= What to produce =
Copy out the listing below word for word, from the line with "Where can you see the brass" up to and including the line with "column 199, row 242", and leave out every other line.

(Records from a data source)
──────────────────────────────

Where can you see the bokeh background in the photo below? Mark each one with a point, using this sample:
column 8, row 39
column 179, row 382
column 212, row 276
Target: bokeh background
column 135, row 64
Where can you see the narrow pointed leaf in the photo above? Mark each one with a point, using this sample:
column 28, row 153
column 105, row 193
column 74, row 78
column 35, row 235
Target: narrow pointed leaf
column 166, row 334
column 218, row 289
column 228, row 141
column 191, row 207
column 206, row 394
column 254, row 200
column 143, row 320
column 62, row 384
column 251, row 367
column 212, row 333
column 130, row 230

──────────────────────────────

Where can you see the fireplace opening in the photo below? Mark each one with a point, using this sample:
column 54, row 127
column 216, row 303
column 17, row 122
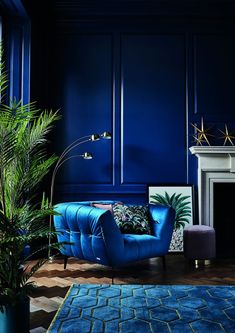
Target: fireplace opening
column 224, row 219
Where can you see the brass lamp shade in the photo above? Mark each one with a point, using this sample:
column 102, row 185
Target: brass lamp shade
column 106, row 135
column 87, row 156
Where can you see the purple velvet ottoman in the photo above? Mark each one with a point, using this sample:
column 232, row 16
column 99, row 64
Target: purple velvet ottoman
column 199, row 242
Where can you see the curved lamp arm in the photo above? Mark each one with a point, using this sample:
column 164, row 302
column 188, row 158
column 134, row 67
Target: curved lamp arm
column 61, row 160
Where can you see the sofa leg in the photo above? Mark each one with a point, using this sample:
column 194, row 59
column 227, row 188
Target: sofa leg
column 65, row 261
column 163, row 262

──────────────────────────────

= Solution below =
Where can you see the brass lamp shade in the photo above? Mark each one with a point, using this sample:
column 102, row 185
Target: brass lamp shade
column 106, row 135
column 87, row 156
Where can you see the purple velvet ottoman in the photo above? Mark each one with a point, using this sample:
column 232, row 16
column 99, row 64
Target: purple velvet ottoman
column 199, row 242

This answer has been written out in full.